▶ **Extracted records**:
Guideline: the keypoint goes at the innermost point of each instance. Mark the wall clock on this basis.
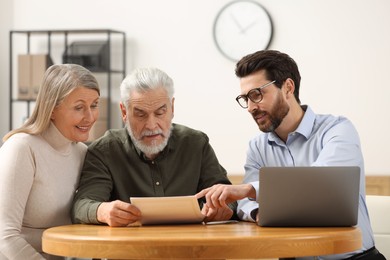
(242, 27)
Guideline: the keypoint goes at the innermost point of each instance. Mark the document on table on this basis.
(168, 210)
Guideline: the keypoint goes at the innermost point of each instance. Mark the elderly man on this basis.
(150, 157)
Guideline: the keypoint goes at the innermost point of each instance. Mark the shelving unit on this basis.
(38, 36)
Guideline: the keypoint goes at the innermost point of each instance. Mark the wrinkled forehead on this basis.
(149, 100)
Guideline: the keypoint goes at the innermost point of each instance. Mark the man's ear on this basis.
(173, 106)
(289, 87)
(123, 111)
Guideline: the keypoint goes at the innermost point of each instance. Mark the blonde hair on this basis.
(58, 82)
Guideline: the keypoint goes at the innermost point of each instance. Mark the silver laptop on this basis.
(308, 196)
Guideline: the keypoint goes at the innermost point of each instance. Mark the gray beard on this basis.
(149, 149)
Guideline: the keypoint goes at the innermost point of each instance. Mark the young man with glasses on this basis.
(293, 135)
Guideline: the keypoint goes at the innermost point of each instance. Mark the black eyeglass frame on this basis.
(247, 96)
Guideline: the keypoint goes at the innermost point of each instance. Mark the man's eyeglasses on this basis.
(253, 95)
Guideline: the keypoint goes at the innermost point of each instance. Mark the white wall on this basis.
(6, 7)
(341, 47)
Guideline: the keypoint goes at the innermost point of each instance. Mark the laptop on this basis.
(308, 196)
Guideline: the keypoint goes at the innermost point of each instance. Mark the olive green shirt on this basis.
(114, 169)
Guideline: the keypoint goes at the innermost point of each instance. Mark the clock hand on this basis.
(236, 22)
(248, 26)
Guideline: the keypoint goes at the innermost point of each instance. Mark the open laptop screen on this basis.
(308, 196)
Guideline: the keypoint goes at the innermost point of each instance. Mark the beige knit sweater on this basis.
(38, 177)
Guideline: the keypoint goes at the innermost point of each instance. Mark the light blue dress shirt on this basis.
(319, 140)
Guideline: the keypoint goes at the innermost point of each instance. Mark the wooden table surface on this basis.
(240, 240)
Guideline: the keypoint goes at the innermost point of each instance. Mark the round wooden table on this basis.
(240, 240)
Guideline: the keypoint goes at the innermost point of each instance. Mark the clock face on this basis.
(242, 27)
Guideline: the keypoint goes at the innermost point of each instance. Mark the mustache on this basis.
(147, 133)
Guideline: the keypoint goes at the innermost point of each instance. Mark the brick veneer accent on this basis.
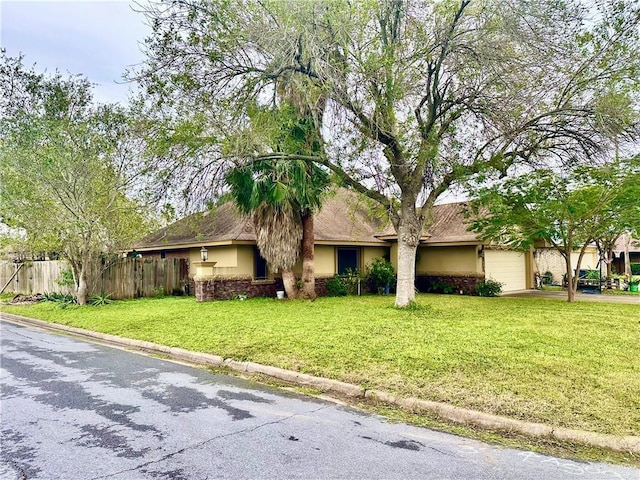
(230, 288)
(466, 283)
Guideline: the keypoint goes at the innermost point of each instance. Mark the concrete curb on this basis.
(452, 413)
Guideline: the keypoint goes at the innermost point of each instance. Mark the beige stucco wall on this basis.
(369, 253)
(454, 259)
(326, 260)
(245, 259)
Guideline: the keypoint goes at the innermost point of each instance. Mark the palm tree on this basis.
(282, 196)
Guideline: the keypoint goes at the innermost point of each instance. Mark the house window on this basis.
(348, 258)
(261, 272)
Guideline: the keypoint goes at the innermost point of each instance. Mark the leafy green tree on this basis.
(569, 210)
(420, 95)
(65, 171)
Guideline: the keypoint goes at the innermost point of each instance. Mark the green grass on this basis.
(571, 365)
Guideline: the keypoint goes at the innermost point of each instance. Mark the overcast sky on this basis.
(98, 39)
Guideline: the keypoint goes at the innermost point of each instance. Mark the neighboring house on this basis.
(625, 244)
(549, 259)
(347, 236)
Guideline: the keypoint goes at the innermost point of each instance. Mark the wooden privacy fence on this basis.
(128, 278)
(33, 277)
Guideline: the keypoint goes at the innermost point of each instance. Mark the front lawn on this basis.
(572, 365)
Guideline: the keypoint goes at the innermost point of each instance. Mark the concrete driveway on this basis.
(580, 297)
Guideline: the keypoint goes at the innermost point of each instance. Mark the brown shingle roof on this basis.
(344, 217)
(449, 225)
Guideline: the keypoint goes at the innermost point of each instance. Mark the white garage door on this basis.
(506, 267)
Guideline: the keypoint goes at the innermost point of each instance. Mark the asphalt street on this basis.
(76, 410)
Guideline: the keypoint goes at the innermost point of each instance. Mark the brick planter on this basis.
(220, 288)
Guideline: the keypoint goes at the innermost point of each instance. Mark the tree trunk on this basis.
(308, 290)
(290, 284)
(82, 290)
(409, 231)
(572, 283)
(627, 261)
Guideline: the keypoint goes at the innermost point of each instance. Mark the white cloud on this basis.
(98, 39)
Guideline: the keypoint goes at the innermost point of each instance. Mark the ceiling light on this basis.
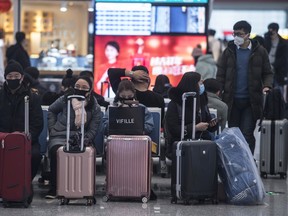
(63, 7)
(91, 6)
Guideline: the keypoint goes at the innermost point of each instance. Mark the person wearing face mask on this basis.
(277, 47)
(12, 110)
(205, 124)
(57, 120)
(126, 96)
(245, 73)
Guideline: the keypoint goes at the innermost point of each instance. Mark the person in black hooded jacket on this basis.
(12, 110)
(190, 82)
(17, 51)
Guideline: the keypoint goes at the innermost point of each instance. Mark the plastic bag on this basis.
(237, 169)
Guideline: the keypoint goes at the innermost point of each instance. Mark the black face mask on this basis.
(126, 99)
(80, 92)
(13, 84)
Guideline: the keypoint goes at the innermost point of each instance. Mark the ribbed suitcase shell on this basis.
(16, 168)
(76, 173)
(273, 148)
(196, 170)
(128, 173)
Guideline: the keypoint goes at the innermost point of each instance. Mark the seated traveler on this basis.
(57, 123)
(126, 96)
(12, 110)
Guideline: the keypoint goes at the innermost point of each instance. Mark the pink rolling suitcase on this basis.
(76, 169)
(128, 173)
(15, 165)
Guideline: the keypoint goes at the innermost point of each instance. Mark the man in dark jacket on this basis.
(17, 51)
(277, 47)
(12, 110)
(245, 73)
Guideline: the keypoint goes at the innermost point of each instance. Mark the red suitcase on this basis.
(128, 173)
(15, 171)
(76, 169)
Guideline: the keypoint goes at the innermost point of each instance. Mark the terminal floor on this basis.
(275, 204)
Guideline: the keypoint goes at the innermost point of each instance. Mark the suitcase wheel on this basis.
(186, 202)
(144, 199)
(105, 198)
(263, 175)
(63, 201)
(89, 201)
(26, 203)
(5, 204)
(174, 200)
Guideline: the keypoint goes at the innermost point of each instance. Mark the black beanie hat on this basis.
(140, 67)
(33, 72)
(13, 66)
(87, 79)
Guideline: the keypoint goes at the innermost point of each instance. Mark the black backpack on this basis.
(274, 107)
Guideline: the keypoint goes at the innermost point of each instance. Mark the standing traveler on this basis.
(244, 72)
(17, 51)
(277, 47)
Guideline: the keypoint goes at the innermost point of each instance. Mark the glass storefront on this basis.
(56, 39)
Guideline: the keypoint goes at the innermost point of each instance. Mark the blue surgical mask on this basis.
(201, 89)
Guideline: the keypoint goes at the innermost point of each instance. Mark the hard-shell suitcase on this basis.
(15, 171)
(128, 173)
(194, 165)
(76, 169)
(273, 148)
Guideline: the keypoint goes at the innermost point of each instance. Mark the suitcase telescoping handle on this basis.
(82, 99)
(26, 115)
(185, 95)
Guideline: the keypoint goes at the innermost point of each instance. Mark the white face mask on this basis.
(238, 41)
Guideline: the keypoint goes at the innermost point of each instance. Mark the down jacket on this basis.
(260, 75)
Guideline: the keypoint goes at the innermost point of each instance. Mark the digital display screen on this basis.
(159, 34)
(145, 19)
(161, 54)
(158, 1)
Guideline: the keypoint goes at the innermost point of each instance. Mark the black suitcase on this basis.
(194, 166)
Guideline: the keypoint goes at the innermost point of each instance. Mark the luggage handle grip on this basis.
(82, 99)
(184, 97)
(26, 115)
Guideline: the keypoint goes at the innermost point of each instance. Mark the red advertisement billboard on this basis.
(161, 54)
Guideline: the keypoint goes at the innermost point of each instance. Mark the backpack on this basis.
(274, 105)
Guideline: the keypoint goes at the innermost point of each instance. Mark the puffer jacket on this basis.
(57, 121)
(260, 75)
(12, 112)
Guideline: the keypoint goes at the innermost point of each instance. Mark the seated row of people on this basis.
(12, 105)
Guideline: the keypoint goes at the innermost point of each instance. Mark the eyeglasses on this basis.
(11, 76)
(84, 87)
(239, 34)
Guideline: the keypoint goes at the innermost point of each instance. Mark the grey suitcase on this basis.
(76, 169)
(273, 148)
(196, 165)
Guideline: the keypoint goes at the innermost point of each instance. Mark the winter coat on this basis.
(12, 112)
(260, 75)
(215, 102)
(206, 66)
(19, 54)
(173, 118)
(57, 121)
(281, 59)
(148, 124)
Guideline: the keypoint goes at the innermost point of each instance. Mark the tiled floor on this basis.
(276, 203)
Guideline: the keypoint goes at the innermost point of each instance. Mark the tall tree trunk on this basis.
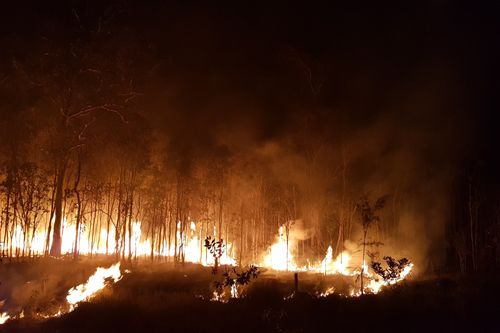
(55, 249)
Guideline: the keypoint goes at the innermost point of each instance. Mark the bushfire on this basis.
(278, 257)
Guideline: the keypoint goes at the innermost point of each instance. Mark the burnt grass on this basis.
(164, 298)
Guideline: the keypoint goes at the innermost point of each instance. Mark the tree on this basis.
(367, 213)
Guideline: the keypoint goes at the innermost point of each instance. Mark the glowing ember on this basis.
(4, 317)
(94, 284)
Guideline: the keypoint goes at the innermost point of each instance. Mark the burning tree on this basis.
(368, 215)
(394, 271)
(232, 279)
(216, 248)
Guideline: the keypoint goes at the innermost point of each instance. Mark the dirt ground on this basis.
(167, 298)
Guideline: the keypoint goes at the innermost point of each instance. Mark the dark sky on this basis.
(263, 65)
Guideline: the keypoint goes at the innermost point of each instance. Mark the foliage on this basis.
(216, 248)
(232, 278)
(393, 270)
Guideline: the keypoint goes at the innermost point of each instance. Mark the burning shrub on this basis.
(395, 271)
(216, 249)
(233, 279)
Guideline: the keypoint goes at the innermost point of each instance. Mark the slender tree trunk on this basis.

==

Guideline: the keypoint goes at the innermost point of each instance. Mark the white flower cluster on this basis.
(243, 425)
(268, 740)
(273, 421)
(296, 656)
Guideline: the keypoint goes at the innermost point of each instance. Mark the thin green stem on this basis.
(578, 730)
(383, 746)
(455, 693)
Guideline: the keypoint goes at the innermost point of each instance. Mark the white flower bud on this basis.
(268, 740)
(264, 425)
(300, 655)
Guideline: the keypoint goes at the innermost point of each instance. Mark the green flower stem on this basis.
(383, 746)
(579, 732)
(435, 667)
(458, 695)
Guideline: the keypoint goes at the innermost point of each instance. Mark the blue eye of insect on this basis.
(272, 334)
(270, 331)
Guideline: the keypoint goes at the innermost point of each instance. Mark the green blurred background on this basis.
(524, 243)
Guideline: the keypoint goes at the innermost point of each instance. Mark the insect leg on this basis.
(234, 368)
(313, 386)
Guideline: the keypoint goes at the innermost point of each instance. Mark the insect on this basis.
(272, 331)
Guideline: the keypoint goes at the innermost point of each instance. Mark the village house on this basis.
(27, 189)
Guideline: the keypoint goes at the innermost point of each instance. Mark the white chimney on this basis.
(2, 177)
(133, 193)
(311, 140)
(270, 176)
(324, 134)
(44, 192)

* * *

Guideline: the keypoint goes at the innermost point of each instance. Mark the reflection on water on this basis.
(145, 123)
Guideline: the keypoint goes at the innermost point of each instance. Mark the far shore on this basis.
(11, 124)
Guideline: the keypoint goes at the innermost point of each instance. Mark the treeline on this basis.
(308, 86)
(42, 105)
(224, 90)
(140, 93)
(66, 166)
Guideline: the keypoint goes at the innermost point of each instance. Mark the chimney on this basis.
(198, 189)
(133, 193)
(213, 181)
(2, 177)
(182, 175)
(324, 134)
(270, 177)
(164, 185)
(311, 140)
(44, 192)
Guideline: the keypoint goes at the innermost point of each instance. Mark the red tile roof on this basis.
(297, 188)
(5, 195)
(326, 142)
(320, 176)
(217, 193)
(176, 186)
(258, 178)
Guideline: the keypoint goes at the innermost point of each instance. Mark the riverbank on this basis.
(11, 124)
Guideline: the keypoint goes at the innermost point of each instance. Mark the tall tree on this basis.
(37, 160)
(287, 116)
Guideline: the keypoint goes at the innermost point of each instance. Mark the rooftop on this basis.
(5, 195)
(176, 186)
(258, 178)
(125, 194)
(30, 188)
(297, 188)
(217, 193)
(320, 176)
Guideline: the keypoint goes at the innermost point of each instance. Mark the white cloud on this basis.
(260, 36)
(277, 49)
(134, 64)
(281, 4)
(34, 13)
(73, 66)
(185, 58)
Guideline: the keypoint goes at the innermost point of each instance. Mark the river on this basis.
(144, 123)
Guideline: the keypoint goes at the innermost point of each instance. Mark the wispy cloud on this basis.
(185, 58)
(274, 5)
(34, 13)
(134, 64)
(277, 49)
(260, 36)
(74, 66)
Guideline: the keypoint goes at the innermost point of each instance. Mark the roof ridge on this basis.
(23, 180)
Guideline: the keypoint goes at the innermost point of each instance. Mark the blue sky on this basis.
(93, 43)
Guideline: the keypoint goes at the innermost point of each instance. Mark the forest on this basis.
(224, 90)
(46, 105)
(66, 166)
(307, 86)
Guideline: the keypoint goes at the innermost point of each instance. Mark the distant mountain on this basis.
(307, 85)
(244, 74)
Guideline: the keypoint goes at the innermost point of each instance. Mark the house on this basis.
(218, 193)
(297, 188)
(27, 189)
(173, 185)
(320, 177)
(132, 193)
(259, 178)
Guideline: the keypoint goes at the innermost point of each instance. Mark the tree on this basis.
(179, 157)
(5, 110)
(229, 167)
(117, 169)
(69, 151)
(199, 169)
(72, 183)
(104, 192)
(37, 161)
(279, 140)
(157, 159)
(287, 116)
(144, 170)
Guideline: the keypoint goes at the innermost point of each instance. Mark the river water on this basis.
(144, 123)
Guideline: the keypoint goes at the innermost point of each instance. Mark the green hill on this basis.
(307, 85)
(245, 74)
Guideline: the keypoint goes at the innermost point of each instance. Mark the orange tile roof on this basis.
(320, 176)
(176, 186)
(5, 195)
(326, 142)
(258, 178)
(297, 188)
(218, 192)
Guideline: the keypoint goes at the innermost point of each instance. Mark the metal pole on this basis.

▶ **Problem details**: An exact copy of the lines above, from the one containing "foliage on this basis." down to the one containing "slender tree trunk on this basis." and including both, is the whole answer; retype it and nothing else.

▶ **Task answer**:
Guideline: the keypoint goes at the innermost point of each instance. Mark the foliage on this basis.
(216, 248)
(232, 278)
(393, 270)
Guideline: the keypoint goes at the innermost point of each instance. Mark the burning shrub on this basis.
(395, 271)
(216, 249)
(233, 279)
Guideline: the keypoint goes at the innermost point of each instance. Mark the slender tree trunk on this basis.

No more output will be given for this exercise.